Seorang mahasiswa berkumpul sambil membawa buku pedoman akademik mahasiswa 2017/2018 di Pelataran Khez Muttaqien, Jalan Tamansari No. 1, Kota Bandung, Rabu (28/02/2018). Beberapa mahasiswa mengutarakan pendapatnya mengenai distribusi dan pentingnya buku pedoman akademik mahasiswa 2017/2018.
“Kami menyadari bahwa penyampaian pesan pada acara ta’aruf tidaklah cukup untuk menjelaskan banyak hal konseptual dan praktikal yang perlu dipahami oleh mahasiswa baru,” begitulah penggalan kalimat pengantar rektor dalam buku pedoman akademik mahasiswa 2017/2018.
Buku pedoman akademik mahasiswa tahun ajaran 2017/2018 sudah didistribusikan ke setiap fakultas di Unisba. Produksi Terlambat, Mahasiswa Baru Belum Dapat Buku Panduan menimbukan pertanyaan seberapa penting buku pedoman akademik bagi mahasiswa baru. Wakil Rektor III Unisba, Asep Ramdan Hidayat pada Jumat (22/9/2017) merasa keterlambatan distribusi buku pedoman akademik ini tidaklah berdampak besar. Menurutnya, masalah penting atau tidak buku akademik, dikembalikan ke mahasiswa yang menanggapinya.
Berbagai tanggapan mahasiswa mengemuka mengenai buku pedoman akademik. Pada akhir Februari 2018 ini, kami menghimpun beberapa tanggapan mahasiswa baru.
Mahasiswa Fakultas Ilmu Komunikasi, Nur Adi Prasetyo mengatakan, buku pedoman akademik sangatlah penting demi memperoleh informasi dan pengetahuan kampus seperti administrasi kuliah. Di samping itu ia menyayangkan terhadap distribusi keberadaan buku pedoman akademik. “Saya sudah dapat bukunya, tapi informasi tentang buku ini enggak meluas. Jadi cuman beberapa mahasiswa aja yang tahu, termasuk saya juga tahu dari temen,” jelasnya.

> [PERMINTAAN 1] Tulis ulang seluruh baris daftar di bawah, dari baris yang memuat "Target: wooden pillar" sampai baris yang memuat "(1196, 843)", dengan kedua baris itu ikut disertakan. Tambahkan 112 pada setiap angka koordinat titik.

> [DAFTAR TERSEDIA]
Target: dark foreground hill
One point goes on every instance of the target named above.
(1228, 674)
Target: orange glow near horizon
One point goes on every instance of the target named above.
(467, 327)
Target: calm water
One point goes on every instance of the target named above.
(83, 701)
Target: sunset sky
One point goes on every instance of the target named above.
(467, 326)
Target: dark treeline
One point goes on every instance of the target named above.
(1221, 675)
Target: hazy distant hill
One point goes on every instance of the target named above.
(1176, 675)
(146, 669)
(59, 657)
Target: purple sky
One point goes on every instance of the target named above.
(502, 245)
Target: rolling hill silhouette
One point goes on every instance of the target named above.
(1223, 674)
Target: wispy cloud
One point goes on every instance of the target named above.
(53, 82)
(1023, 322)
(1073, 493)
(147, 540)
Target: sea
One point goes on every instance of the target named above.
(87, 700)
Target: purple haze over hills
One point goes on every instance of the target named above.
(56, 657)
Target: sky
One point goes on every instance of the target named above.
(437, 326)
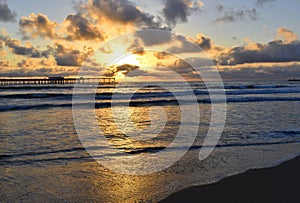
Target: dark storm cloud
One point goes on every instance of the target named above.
(80, 28)
(176, 11)
(6, 14)
(275, 51)
(123, 11)
(231, 15)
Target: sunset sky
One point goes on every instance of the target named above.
(247, 40)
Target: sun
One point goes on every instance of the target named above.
(130, 59)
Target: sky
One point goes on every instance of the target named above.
(243, 40)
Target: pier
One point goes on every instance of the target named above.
(54, 81)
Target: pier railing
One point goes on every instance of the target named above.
(54, 81)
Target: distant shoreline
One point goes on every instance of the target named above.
(275, 184)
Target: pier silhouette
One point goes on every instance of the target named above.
(54, 81)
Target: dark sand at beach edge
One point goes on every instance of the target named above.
(276, 184)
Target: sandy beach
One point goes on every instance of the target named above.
(276, 184)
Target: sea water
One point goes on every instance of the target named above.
(42, 157)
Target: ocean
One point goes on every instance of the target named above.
(42, 157)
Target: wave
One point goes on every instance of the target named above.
(257, 86)
(29, 158)
(141, 95)
(137, 103)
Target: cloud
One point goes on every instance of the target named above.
(126, 69)
(6, 14)
(151, 38)
(176, 11)
(80, 28)
(28, 50)
(231, 15)
(4, 63)
(70, 57)
(190, 45)
(274, 51)
(203, 41)
(287, 35)
(121, 11)
(38, 25)
(263, 2)
(220, 7)
(182, 67)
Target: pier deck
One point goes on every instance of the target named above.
(54, 81)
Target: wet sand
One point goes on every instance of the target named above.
(277, 184)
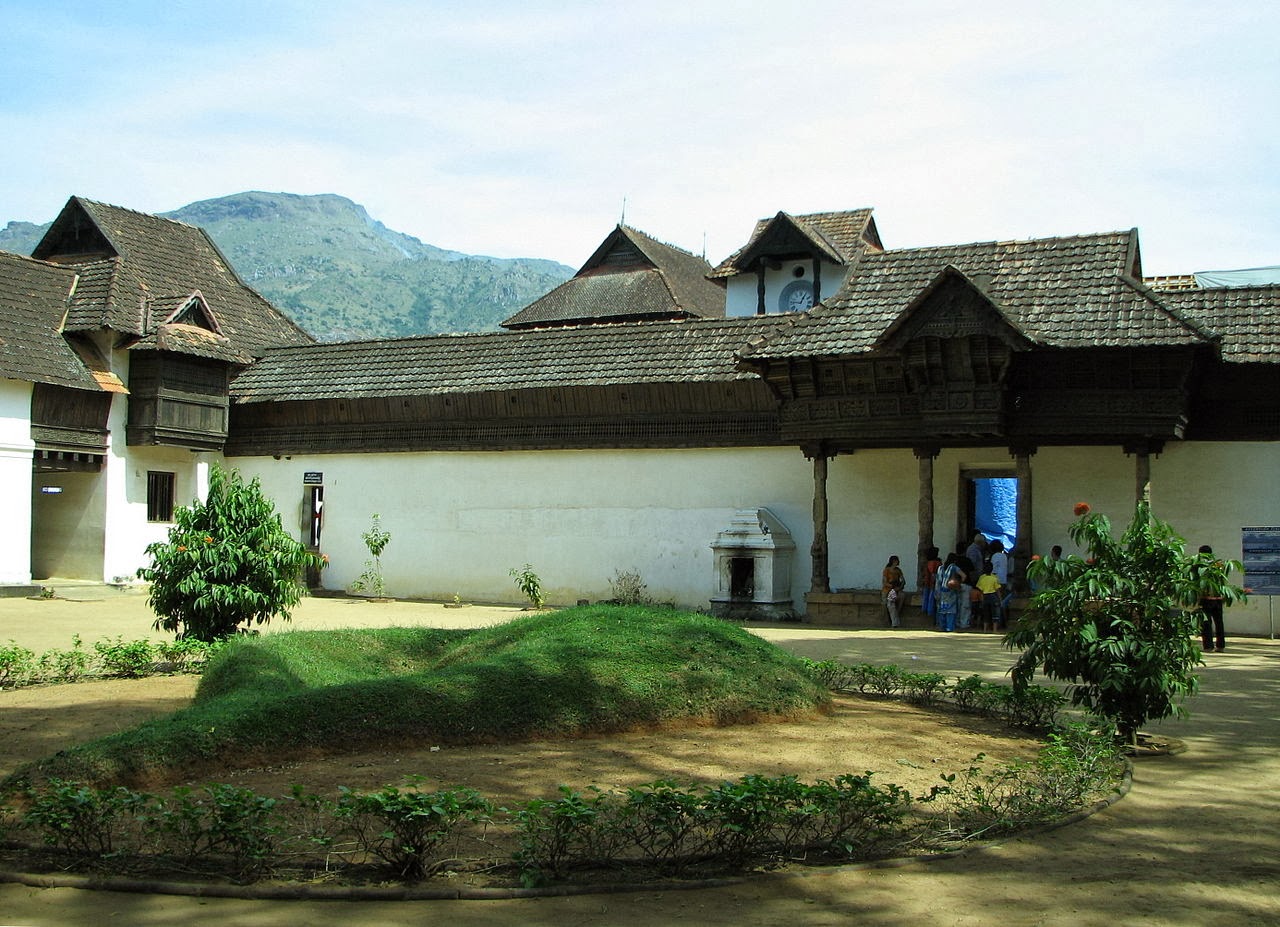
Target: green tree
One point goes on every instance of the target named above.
(1120, 625)
(228, 564)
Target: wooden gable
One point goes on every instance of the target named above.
(782, 238)
(178, 400)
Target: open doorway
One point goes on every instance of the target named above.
(988, 505)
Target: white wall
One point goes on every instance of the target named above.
(740, 292)
(126, 487)
(460, 521)
(16, 462)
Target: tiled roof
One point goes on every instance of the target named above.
(32, 302)
(842, 234)
(154, 260)
(191, 339)
(1246, 319)
(1057, 292)
(670, 283)
(693, 350)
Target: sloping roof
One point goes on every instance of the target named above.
(1246, 319)
(837, 236)
(662, 282)
(135, 264)
(32, 302)
(1057, 292)
(693, 350)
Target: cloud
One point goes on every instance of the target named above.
(519, 128)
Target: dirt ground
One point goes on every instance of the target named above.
(1196, 841)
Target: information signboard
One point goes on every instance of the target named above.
(1260, 552)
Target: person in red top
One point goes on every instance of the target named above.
(1212, 631)
(892, 583)
(928, 583)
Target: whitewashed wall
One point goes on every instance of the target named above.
(16, 456)
(740, 293)
(460, 521)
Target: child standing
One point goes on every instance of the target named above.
(988, 584)
(928, 583)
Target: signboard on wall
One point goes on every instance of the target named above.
(1260, 552)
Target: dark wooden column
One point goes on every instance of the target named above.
(821, 580)
(1023, 547)
(1142, 451)
(924, 506)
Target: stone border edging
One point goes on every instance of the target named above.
(368, 893)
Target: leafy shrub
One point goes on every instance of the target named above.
(126, 658)
(556, 834)
(228, 564)
(81, 820)
(663, 823)
(529, 584)
(371, 580)
(405, 827)
(627, 588)
(1078, 766)
(1118, 625)
(17, 665)
(65, 666)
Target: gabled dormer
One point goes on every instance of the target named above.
(791, 263)
(183, 310)
(955, 347)
(630, 277)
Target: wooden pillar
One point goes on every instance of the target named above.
(924, 507)
(1023, 543)
(821, 580)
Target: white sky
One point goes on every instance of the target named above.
(519, 128)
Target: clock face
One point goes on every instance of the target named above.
(796, 297)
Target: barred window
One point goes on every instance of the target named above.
(160, 496)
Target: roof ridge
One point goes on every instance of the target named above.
(85, 200)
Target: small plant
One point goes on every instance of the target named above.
(556, 835)
(529, 583)
(17, 665)
(629, 588)
(127, 658)
(376, 539)
(227, 821)
(64, 666)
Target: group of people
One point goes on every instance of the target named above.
(969, 589)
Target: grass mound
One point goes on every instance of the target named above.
(584, 670)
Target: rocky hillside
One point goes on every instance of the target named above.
(341, 274)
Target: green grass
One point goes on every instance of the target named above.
(552, 674)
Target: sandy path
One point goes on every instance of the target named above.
(1196, 843)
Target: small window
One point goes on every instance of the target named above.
(160, 496)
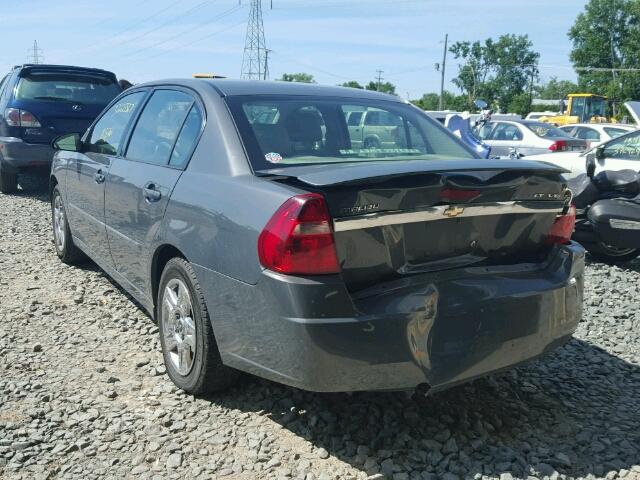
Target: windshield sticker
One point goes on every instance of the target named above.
(273, 157)
(125, 107)
(378, 151)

> [PERMINTAAN 2] Menurut bacaan tentang buku pedoman akademik, siapa Wakil Rektor III Unisba?

> [JAWABAN TUGAS 1]
Target: wooden pillar
One point goes on every instance of the target named above.
(1036, 619)
(1135, 655)
(933, 692)
Target: white sky
One point goes on every instance of the target named above.
(631, 240)
Target: clock face
One point goes on every instance of the target named above.
(908, 409)
Target: barred window
One point goes on every instance of the target named above.
(272, 608)
Target: roof ridge
One point goes on every instance of the target named above.
(197, 312)
Target: small plant
One point goes on every instance of the target named above.
(668, 947)
(641, 695)
(129, 777)
(741, 700)
(239, 770)
(488, 651)
(339, 933)
(176, 778)
Target: group of people
One point goes on every instance of the target named above.
(1081, 701)
Target: grass mound
One point goes on every instance of the target named above.
(696, 782)
Target: rocky hillside
One point goes on every instance of the target named above.
(453, 386)
Target: green grass
One point goes on every instance of the target named above.
(664, 786)
Target: sandy path
One point goes on every instance of the target named above.
(1308, 955)

> [JAWABAN TUGAS 2] Asep Ramdan Hidayat.